• [BRIEF]
Locate each line in the listing that contains the string "green" and copy those lines out. Matching is case-sensitive.

━━━━━ RECORDS TO PROCESS ━━━━━

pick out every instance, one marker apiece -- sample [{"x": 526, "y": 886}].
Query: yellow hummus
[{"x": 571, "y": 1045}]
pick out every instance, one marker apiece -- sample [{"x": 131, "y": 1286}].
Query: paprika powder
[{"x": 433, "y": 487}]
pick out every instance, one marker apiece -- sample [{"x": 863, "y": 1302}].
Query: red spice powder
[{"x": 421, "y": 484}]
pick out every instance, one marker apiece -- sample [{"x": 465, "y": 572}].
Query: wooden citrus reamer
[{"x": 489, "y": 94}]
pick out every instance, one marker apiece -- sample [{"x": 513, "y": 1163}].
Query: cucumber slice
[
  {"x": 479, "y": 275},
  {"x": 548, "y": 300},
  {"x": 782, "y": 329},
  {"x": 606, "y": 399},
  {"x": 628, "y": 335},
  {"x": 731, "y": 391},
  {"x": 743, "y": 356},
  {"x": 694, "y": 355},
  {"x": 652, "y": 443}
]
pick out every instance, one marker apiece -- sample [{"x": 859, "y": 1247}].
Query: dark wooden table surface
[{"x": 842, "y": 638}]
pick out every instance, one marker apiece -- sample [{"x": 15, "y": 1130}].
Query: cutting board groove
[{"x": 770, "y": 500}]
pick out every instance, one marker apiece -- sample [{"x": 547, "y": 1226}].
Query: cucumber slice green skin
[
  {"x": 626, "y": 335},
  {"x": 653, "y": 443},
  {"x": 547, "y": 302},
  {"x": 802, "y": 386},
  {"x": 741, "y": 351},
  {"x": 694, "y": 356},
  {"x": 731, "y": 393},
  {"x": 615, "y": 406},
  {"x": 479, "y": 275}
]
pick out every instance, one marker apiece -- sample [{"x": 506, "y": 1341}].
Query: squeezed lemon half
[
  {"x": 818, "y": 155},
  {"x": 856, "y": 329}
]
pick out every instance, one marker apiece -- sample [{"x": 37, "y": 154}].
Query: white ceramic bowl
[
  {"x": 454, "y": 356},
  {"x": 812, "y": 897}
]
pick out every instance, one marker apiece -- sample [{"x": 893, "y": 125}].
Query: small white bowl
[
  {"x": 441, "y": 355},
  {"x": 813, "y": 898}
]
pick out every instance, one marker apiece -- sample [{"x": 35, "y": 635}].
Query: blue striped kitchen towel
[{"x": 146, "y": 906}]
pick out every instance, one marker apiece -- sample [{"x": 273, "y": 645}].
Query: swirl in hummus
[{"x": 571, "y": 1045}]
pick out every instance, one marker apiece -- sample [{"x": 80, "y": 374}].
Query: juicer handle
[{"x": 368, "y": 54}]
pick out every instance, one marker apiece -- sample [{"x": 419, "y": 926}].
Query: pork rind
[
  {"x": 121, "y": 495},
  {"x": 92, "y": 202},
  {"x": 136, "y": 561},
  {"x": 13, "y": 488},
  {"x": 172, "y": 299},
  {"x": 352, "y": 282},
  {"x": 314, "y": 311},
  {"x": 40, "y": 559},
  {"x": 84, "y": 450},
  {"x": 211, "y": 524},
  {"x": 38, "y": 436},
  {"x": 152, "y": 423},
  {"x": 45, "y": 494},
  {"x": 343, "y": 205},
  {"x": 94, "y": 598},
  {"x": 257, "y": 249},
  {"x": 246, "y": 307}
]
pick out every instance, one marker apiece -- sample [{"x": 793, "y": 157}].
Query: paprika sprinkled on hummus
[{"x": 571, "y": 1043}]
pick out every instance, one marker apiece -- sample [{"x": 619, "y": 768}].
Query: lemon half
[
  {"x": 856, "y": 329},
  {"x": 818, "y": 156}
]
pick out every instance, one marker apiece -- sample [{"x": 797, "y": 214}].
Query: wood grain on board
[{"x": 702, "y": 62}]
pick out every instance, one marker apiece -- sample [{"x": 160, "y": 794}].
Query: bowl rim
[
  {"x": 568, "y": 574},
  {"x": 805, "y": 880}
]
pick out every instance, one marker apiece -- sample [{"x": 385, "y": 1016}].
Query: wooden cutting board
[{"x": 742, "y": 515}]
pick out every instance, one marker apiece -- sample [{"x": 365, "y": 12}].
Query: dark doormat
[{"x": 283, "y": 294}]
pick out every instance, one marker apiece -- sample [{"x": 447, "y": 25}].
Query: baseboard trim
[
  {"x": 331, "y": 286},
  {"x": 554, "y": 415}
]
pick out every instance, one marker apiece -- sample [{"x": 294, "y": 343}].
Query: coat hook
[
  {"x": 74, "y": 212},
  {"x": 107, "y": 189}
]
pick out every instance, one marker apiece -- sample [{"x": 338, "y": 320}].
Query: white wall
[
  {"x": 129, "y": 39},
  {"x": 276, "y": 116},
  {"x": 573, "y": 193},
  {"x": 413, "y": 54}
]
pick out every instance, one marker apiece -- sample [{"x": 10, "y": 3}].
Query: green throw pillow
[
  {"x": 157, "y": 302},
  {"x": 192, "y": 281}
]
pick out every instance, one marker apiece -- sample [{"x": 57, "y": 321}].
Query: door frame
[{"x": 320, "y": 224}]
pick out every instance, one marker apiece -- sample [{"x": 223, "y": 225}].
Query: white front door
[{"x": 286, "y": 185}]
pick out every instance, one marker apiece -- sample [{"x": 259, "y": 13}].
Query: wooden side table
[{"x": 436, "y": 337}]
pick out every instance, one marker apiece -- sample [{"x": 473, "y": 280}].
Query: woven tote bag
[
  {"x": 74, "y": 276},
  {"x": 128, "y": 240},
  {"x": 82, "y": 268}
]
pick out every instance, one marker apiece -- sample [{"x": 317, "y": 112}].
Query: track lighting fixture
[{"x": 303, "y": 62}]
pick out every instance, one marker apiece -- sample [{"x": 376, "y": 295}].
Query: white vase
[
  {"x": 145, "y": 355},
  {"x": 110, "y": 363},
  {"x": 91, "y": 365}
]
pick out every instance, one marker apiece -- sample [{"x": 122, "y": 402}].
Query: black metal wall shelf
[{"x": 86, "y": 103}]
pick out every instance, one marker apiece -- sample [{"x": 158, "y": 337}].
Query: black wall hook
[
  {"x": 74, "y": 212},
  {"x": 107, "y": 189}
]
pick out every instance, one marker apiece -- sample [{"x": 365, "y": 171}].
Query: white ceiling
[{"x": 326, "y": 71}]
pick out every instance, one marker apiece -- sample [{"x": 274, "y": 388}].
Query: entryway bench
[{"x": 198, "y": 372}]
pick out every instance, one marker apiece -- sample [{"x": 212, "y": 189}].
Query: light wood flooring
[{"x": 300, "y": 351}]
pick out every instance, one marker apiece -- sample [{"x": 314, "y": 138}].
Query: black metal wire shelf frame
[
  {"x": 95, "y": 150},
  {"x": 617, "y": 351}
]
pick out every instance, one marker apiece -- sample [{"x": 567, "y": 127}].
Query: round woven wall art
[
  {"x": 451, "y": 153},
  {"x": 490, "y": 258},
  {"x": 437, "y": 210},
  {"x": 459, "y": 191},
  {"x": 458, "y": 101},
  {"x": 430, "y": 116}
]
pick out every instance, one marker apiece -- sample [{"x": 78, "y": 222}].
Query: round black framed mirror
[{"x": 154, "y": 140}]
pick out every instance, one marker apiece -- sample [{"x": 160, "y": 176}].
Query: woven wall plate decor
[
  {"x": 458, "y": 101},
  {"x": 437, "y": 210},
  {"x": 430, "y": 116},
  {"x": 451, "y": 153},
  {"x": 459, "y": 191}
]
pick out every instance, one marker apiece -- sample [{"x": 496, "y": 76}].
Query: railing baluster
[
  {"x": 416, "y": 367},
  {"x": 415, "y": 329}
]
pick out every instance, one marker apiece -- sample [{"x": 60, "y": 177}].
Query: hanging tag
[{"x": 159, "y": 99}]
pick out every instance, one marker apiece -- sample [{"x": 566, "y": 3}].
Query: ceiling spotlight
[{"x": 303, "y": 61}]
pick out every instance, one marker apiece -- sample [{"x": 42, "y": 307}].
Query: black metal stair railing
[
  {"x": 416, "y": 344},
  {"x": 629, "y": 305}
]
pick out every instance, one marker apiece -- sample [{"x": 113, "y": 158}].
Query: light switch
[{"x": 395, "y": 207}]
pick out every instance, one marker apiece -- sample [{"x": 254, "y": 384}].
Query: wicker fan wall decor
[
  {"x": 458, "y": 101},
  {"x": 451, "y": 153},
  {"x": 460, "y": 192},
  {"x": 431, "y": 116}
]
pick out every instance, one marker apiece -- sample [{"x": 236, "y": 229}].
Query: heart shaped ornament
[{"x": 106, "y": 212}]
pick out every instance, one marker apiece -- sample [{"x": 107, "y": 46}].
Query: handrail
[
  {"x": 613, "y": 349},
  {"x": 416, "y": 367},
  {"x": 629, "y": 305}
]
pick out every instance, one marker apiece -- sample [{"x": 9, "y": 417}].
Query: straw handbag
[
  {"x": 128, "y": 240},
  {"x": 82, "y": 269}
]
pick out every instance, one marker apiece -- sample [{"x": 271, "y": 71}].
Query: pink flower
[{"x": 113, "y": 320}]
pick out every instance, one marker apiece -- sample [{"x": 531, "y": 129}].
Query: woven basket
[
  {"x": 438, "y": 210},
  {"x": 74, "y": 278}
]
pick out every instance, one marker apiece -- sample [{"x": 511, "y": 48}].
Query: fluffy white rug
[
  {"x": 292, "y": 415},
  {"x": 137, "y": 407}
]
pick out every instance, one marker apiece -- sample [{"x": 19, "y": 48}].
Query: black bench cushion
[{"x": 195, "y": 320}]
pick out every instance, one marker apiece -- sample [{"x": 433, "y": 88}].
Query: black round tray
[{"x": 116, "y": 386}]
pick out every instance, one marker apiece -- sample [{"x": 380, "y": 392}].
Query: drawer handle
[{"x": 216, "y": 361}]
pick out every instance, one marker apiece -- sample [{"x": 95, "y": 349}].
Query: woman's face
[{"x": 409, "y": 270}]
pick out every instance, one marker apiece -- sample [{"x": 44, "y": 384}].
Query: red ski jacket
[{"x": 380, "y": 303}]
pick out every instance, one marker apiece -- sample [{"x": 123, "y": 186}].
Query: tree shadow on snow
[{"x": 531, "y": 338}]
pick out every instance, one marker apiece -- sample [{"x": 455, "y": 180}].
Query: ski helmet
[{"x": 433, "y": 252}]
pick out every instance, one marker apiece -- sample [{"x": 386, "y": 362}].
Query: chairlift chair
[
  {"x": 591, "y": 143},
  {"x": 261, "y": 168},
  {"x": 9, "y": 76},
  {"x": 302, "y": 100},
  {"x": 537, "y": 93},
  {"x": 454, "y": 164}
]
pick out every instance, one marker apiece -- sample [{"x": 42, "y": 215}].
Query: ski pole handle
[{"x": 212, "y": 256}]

━━━━━

• [RESPONSE FOR THIS EXERCISE]
Query: cucumber slice green skin
Query: green throw pillow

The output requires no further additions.